- What the task requires
Rewrite the rows starting with the line with "Ground all instances of sleeve." and going on through the line with "[415,206,450,253]", replacing "snow" with "powder snow" and changing nothing else. Leave the pictures out of your answer.

-- Start Data lines --

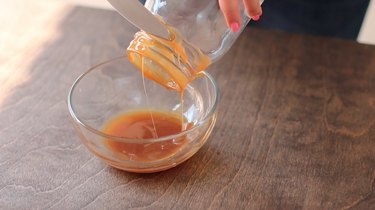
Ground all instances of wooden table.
[0,0,375,209]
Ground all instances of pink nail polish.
[230,22,240,32]
[252,15,260,21]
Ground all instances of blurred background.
[60,0,375,44]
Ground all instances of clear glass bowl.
[68,56,219,173]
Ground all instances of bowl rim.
[67,56,220,143]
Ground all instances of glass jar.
[128,0,258,91]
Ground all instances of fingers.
[243,0,262,20]
[219,0,242,32]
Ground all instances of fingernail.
[230,22,240,32]
[252,15,260,21]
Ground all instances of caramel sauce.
[103,110,187,162]
[127,25,211,93]
[103,21,210,166]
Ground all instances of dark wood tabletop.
[0,1,375,209]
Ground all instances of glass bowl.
[68,56,219,173]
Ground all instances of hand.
[219,0,262,32]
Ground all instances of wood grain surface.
[0,0,375,209]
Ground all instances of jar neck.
[127,26,210,92]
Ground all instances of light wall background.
[62,0,375,45]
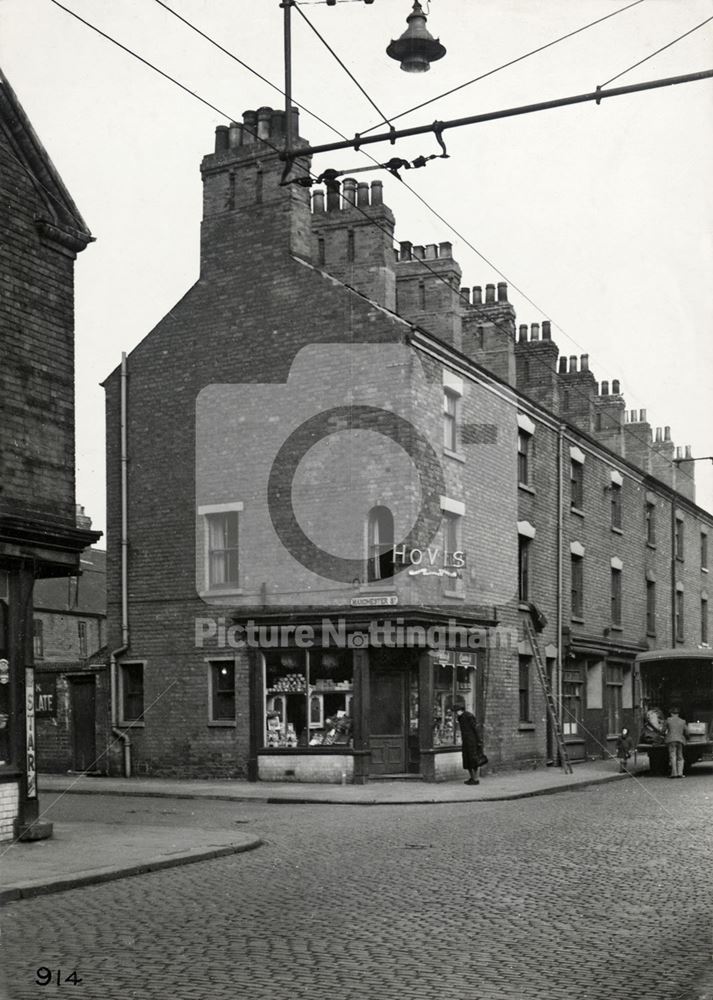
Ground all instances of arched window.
[367,506,394,581]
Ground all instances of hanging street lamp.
[386,0,446,73]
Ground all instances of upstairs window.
[676,517,685,562]
[517,430,532,486]
[367,506,394,581]
[443,389,458,451]
[611,566,622,626]
[569,459,584,510]
[609,483,622,531]
[207,510,239,590]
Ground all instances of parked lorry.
[636,647,713,774]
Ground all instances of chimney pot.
[215,125,230,153]
[257,108,272,139]
[342,177,356,208]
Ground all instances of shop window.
[646,580,656,635]
[517,430,532,486]
[433,663,476,747]
[77,622,87,660]
[443,389,458,451]
[32,618,45,660]
[208,660,235,722]
[676,517,685,562]
[569,459,584,510]
[367,506,394,581]
[644,503,656,545]
[518,656,532,722]
[119,663,144,722]
[675,590,685,642]
[611,566,622,626]
[604,663,624,736]
[264,649,354,749]
[609,483,622,531]
[571,554,584,618]
[701,597,708,645]
[207,510,239,590]
[517,535,532,604]
[562,670,584,736]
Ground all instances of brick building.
[32,536,109,773]
[0,66,99,839]
[106,108,713,782]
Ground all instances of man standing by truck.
[666,706,686,778]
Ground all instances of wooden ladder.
[523,618,572,774]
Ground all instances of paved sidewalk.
[0,758,647,902]
[39,757,648,806]
[0,823,262,903]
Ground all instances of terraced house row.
[101,108,713,782]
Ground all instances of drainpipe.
[556,424,564,764]
[109,351,131,778]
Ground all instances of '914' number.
[35,965,82,986]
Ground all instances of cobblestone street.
[3,773,713,1000]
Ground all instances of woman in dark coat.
[455,705,483,785]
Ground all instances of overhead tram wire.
[50,0,693,488]
[599,14,713,87]
[359,0,644,135]
[296,6,393,131]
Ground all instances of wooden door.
[369,669,407,774]
[70,675,97,771]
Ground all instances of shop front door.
[70,675,97,771]
[369,668,407,774]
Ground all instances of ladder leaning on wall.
[523,618,572,774]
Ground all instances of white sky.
[0,0,713,530]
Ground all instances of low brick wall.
[258,754,354,785]
[0,781,20,843]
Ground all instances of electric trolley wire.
[599,14,713,88]
[359,0,644,135]
[296,1,393,128]
[50,0,693,488]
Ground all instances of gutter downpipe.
[109,351,131,778]
[557,424,564,767]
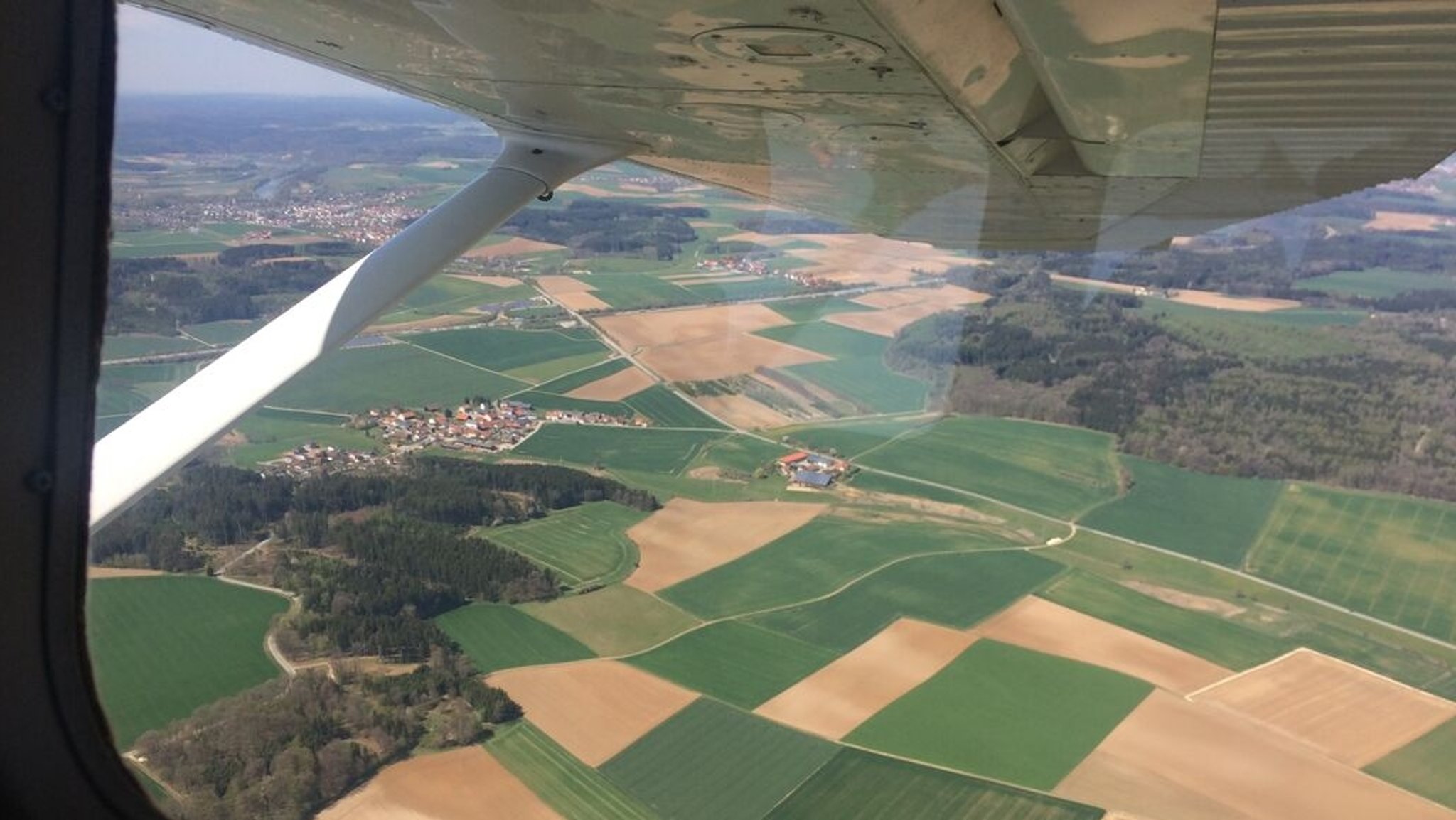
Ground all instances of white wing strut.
[90,134,633,532]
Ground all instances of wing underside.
[131,0,1456,249]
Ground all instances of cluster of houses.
[265,441,385,478]
[776,450,849,490]
[360,399,649,451]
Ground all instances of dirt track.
[319,745,560,820]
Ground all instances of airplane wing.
[131,0,1456,249]
[92,0,1456,526]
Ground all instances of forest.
[887,274,1456,500]
[137,647,521,820]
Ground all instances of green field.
[600,698,836,820]
[1295,268,1456,298]
[754,549,1061,652]
[764,296,874,322]
[268,345,525,412]
[96,361,203,416]
[1079,456,1284,566]
[521,584,699,655]
[86,577,289,749]
[375,274,536,325]
[846,640,1153,789]
[476,501,648,586]
[785,358,931,414]
[661,514,1007,619]
[515,424,722,473]
[754,322,889,358]
[1364,718,1456,809]
[435,603,594,673]
[403,328,607,376]
[621,384,728,430]
[1038,573,1295,670]
[628,620,837,709]
[100,333,205,361]
[773,415,935,459]
[767,749,1102,820]
[485,720,657,820]
[537,358,632,393]
[1245,484,1456,641]
[860,416,1117,519]
[182,319,265,345]
[227,408,378,466]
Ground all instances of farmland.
[476,501,646,584]
[1295,268,1456,298]
[1038,571,1295,669]
[628,620,835,709]
[435,603,593,673]
[1081,456,1283,566]
[847,640,1153,789]
[515,424,722,473]
[786,358,929,415]
[767,749,1102,820]
[485,720,657,820]
[1246,484,1456,641]
[268,345,525,412]
[1364,718,1456,809]
[756,551,1061,652]
[406,328,607,380]
[601,698,835,820]
[86,577,289,749]
[860,416,1117,519]
[663,516,1024,617]
[521,584,699,655]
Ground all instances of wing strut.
[90,134,633,532]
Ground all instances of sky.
[117,0,392,96]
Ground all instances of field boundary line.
[1184,647,1310,703]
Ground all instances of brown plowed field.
[754,617,975,740]
[461,236,564,259]
[1056,691,1456,820]
[978,595,1233,695]
[788,233,983,284]
[693,394,793,430]
[319,745,560,820]
[596,304,789,350]
[486,660,697,769]
[1194,649,1456,777]
[626,498,828,593]
[567,367,654,402]
[536,276,597,296]
[824,286,990,336]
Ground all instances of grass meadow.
[435,603,596,673]
[86,576,289,749]
[475,501,648,586]
[661,514,1024,619]
[520,584,699,655]
[754,551,1061,652]
[1079,456,1284,566]
[846,640,1153,789]
[485,720,657,820]
[600,698,836,820]
[767,749,1102,820]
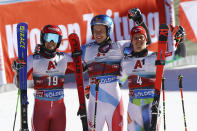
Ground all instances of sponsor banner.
[0,0,171,85]
[179,0,197,43]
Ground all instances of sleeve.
[140,22,152,45]
[65,54,75,74]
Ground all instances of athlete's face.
[45,40,57,50]
[93,25,107,43]
[131,33,147,52]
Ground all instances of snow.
[0,67,197,131]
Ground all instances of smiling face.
[131,33,147,52]
[93,25,107,44]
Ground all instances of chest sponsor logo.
[48,61,57,70]
[134,59,145,69]
[131,89,154,99]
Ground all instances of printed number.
[137,76,142,85]
[48,76,58,86]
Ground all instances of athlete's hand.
[128,8,143,25]
[12,59,26,71]
[170,25,185,43]
[85,85,90,99]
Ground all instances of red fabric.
[32,99,66,131]
[112,98,124,131]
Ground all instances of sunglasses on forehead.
[44,33,60,44]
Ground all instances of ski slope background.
[0,66,197,131]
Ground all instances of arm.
[166,25,186,63]
[128,8,151,45]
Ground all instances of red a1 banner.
[0,0,174,85]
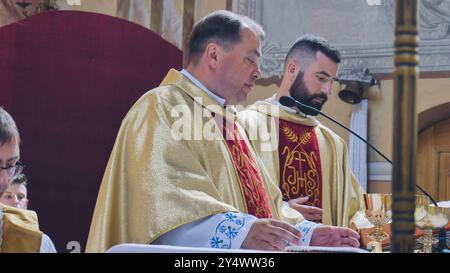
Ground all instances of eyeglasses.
[0,161,25,178]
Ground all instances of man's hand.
[310,226,359,247]
[288,196,323,222]
[242,219,302,251]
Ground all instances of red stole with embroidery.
[278,119,322,208]
[222,118,272,218]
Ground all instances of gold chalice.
[364,193,392,253]
[416,205,450,253]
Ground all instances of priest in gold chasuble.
[239,35,364,227]
[87,11,359,252]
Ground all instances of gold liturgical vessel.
[364,193,430,253]
[364,193,392,253]
[415,206,450,253]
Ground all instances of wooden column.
[181,0,195,65]
[150,0,164,35]
[225,0,233,11]
[391,0,419,253]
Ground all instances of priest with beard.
[239,35,364,227]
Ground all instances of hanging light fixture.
[338,68,380,104]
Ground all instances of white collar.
[180,69,225,107]
[266,93,298,114]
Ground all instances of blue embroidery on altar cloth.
[296,220,317,245]
[210,212,245,249]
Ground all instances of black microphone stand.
[280,96,438,207]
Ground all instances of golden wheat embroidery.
[283,127,311,145]
[300,132,311,145]
[283,127,298,143]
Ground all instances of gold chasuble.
[222,118,272,218]
[239,99,364,227]
[0,204,42,253]
[86,69,303,252]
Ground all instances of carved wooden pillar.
[181,0,195,65]
[391,0,419,253]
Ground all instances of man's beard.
[289,71,328,116]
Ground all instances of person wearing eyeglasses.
[0,107,56,253]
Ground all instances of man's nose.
[0,169,11,193]
[252,66,261,81]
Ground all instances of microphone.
[280,96,438,207]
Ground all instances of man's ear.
[286,61,299,82]
[24,198,30,209]
[204,43,221,68]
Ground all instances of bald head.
[186,10,265,66]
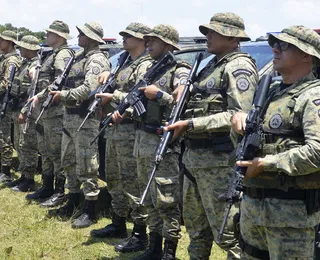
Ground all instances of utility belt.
[243,187,320,215]
[133,120,163,135]
[184,133,234,153]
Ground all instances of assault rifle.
[216,75,272,244]
[77,51,129,132]
[23,47,44,134]
[90,52,175,145]
[35,56,74,124]
[0,66,17,122]
[139,52,203,205]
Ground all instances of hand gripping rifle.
[90,52,175,145]
[139,52,203,205]
[216,75,272,244]
[77,51,129,132]
[35,56,74,124]
[23,47,44,134]
[0,66,17,122]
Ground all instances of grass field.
[0,175,226,260]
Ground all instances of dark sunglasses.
[272,41,291,51]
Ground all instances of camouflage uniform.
[0,31,21,182]
[134,25,190,259]
[26,21,74,202]
[11,35,40,186]
[183,13,258,259]
[240,26,320,259]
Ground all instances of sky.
[0,0,320,44]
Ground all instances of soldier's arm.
[61,55,110,102]
[263,86,320,176]
[193,60,258,132]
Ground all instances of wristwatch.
[156,90,163,99]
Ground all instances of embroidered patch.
[312,99,320,106]
[269,114,282,129]
[92,67,100,75]
[206,78,215,89]
[232,69,252,77]
[159,77,167,87]
[236,78,250,91]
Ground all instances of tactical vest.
[245,80,320,191]
[115,54,152,92]
[37,46,74,92]
[141,60,190,126]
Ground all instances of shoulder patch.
[312,99,320,106]
[92,60,104,68]
[236,78,250,91]
[92,67,100,75]
[232,69,252,77]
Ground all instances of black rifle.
[90,52,175,145]
[0,66,17,122]
[77,51,129,132]
[23,47,44,134]
[139,52,203,205]
[35,56,74,124]
[216,75,272,243]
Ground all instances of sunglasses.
[272,41,291,51]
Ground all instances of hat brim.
[119,30,144,40]
[199,23,251,42]
[76,25,106,43]
[16,41,40,51]
[268,33,320,59]
[143,33,180,50]
[46,28,73,40]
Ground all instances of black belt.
[133,121,163,135]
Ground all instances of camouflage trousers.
[106,124,147,225]
[61,123,100,200]
[36,115,65,183]
[12,111,38,179]
[240,196,319,260]
[183,165,240,259]
[137,153,181,241]
[0,106,13,166]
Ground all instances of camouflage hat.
[143,24,180,50]
[0,30,17,43]
[119,23,152,40]
[16,35,40,51]
[76,22,105,43]
[46,20,72,40]
[199,13,250,41]
[268,25,320,59]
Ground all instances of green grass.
[0,176,226,260]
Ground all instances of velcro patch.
[232,69,252,77]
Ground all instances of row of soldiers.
[0,13,320,260]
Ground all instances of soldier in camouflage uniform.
[0,30,21,183]
[26,20,74,207]
[110,24,190,260]
[6,35,40,192]
[91,23,152,252]
[233,26,320,259]
[47,22,110,228]
[168,13,258,259]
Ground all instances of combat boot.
[132,232,162,260]
[48,193,80,218]
[11,179,36,192]
[26,175,53,200]
[90,213,128,238]
[40,177,67,208]
[114,224,148,253]
[6,174,26,188]
[71,200,97,228]
[161,239,178,260]
[0,166,12,183]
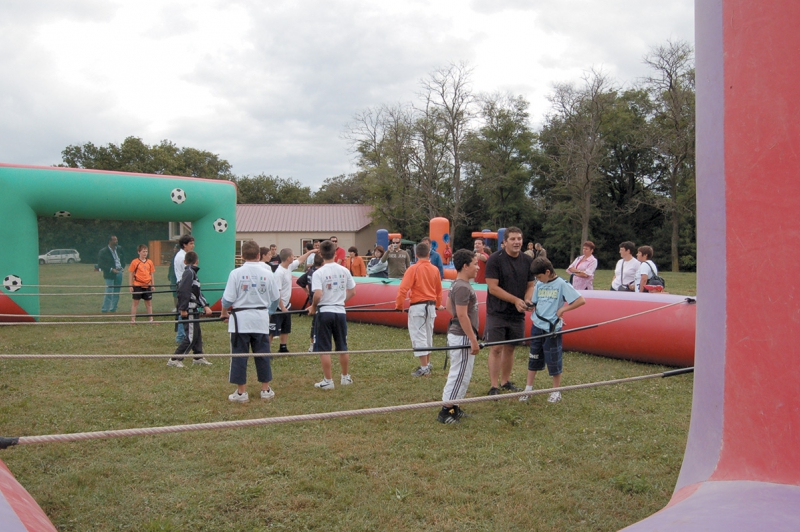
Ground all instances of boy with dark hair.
[128,244,155,323]
[436,249,480,423]
[167,251,211,368]
[270,248,311,353]
[519,258,586,403]
[308,240,356,390]
[221,240,280,403]
[395,242,444,377]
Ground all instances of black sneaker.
[500,381,522,392]
[436,406,458,424]
[453,405,469,421]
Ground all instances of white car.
[39,249,81,264]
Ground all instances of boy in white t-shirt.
[220,240,280,403]
[270,248,312,353]
[611,240,640,292]
[308,240,356,390]
[636,246,658,292]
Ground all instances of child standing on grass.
[436,249,480,423]
[167,251,211,368]
[128,244,156,323]
[519,257,586,403]
[271,248,311,353]
[222,240,280,403]
[308,240,356,390]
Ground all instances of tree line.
[51,42,696,271]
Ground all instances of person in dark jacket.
[97,235,126,312]
[167,251,211,368]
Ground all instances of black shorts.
[269,314,292,336]
[131,286,153,301]
[483,314,525,345]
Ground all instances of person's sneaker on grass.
[261,388,275,399]
[314,377,333,390]
[228,391,250,403]
[519,386,533,403]
[411,366,431,377]
[436,406,458,425]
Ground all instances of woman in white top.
[567,240,597,290]
[636,246,658,292]
[611,240,640,292]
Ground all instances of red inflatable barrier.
[292,278,696,367]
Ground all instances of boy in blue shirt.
[519,258,586,403]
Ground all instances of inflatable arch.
[0,164,236,321]
[626,0,800,532]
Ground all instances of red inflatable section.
[292,278,696,367]
[0,461,56,532]
[0,293,36,322]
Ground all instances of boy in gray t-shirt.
[436,249,480,423]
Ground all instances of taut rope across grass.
[0,368,694,449]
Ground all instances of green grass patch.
[0,265,692,531]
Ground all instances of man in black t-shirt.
[484,227,535,395]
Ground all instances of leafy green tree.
[59,137,233,179]
[644,41,697,271]
[464,94,535,227]
[234,174,312,204]
[313,172,368,204]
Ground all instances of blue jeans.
[100,272,122,312]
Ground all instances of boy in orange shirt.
[395,242,444,377]
[128,244,156,323]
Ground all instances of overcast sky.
[0,0,694,188]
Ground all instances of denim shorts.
[528,324,564,377]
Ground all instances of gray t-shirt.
[447,279,478,336]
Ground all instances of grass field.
[0,265,695,531]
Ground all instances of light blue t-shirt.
[531,277,581,331]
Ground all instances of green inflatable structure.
[0,164,236,321]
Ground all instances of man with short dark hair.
[484,227,535,395]
[395,241,444,377]
[381,237,411,279]
[331,236,347,266]
[172,235,194,344]
[97,235,126,312]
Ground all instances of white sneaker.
[261,388,275,399]
[314,378,333,390]
[228,392,250,403]
[411,366,431,377]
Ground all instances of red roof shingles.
[236,204,372,233]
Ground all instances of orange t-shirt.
[128,258,156,286]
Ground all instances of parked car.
[39,249,81,264]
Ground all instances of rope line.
[0,367,694,449]
[414,297,697,351]
[0,297,696,359]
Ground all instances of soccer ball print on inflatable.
[214,218,228,233]
[170,188,186,205]
[3,275,22,292]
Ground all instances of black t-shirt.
[486,250,535,320]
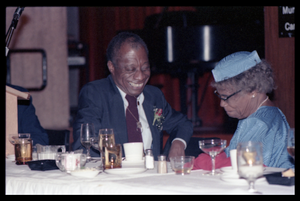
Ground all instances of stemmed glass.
[237,141,263,193]
[287,128,295,160]
[80,123,95,161]
[98,128,115,170]
[199,139,226,175]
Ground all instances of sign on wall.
[278,6,295,38]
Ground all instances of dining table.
[5,155,295,195]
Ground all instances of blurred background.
[6,6,295,147]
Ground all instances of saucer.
[221,166,237,173]
[70,168,100,178]
[221,173,266,185]
[104,168,147,175]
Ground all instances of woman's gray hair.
[211,59,276,93]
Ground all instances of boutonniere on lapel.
[152,106,165,130]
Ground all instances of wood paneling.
[265,6,295,127]
[6,7,70,129]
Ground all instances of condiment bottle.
[145,149,154,170]
[157,155,168,174]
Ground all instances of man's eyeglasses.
[214,90,242,101]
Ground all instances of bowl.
[170,156,195,175]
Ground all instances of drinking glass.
[237,141,263,193]
[80,123,95,161]
[199,139,226,175]
[287,128,295,160]
[98,128,115,170]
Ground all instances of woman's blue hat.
[212,50,261,82]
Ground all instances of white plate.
[70,168,101,178]
[104,168,147,175]
[221,173,266,185]
[122,160,145,168]
[221,166,237,173]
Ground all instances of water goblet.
[237,141,263,194]
[287,128,295,160]
[98,128,115,170]
[199,139,226,175]
[80,123,95,161]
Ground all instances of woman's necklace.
[127,108,143,133]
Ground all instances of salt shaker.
[145,149,154,170]
[157,155,168,174]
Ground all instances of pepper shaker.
[145,149,154,170]
[157,155,168,174]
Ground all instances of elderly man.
[73,32,193,159]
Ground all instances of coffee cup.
[55,152,86,173]
[123,142,144,161]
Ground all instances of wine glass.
[98,128,115,170]
[199,139,226,175]
[237,141,263,193]
[80,123,95,161]
[287,128,295,160]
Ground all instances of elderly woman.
[196,51,294,168]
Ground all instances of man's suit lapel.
[108,75,128,144]
[143,90,162,155]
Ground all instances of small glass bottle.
[145,149,154,170]
[157,155,168,174]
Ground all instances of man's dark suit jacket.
[73,75,193,159]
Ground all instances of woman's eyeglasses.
[214,90,242,101]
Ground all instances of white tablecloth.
[5,156,295,194]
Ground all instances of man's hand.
[168,140,185,159]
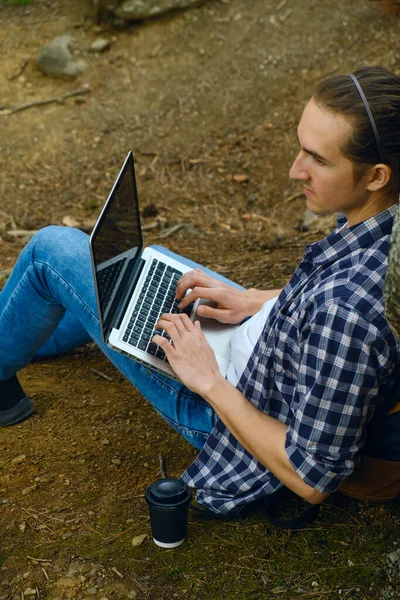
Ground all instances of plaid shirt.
[182,205,400,514]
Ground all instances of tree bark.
[384,206,400,339]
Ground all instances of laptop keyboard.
[96,258,126,315]
[122,259,193,361]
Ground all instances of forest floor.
[0,0,400,600]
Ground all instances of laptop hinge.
[104,258,146,342]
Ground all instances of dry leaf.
[62,215,79,227]
[132,533,147,546]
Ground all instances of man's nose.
[289,152,309,181]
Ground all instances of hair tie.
[349,73,383,162]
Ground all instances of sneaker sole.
[0,396,35,427]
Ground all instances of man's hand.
[152,313,222,396]
[176,269,281,325]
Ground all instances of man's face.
[289,98,370,225]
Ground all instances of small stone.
[232,173,249,183]
[22,483,37,496]
[132,533,147,546]
[11,454,26,465]
[36,35,86,79]
[90,38,111,52]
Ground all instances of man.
[0,67,400,514]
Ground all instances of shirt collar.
[306,204,398,265]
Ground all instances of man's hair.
[313,67,400,194]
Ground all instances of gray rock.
[90,38,111,52]
[36,35,86,79]
[94,0,204,21]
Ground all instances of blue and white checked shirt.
[182,205,400,514]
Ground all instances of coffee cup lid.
[146,477,192,505]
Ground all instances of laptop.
[90,152,236,378]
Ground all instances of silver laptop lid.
[90,152,143,341]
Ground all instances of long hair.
[313,66,400,194]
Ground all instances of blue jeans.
[0,227,240,449]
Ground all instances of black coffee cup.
[145,477,192,548]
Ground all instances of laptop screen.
[91,152,143,323]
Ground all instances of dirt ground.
[0,0,400,600]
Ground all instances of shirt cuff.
[285,439,354,494]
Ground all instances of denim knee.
[27,225,89,258]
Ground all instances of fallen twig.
[111,567,124,579]
[158,454,168,479]
[3,88,90,115]
[285,192,304,203]
[90,368,112,381]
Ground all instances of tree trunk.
[384,206,400,339]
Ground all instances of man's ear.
[367,163,392,192]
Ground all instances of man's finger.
[178,287,224,310]
[196,304,231,323]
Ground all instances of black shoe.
[0,375,34,427]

-- End Data lines --

- In response
Ground all instances of sleeve.
[140,22,152,45]
[65,54,75,74]
Ground all instances of athlete's face.
[45,40,57,50]
[93,25,107,43]
[131,33,147,52]
Ground all instances of powder snow.
[0,67,197,131]
Ground all instances of smiling face.
[131,33,147,52]
[93,25,107,44]
Ground all instances of chest sponsor logo.
[48,61,57,70]
[134,59,145,69]
[131,89,154,99]
Ground all instances of printed number.
[137,76,142,85]
[48,76,58,86]
Ground all instances of athlete's hand.
[128,8,143,25]
[12,59,26,71]
[170,25,185,43]
[85,85,90,99]
Ground all instances of red fabric.
[32,99,66,131]
[112,98,124,131]
Ground all instances of sunglasses on forehead.
[44,33,60,44]
Ground all instances of ski slope background.
[0,66,197,131]
Ground all instances of arm.
[166,25,186,63]
[128,8,151,45]
Ground all instances of red a1 banner.
[0,0,174,85]
Ground all instances of eyeglasses.
[0,161,25,178]
Ground all instances of man's hand.
[310,226,359,247]
[288,196,323,222]
[242,219,302,251]
Ground all instances of red stole with embroidery.
[278,119,322,208]
[222,118,272,218]
Ground all instances of gold chalice.
[364,193,392,253]
[416,205,450,253]
Ground all instances of priest in gold chasuble.
[239,35,364,227]
[87,11,359,252]
Ground all instances of gold liturgical vessel.
[364,193,430,253]
[364,193,392,253]
[415,206,450,253]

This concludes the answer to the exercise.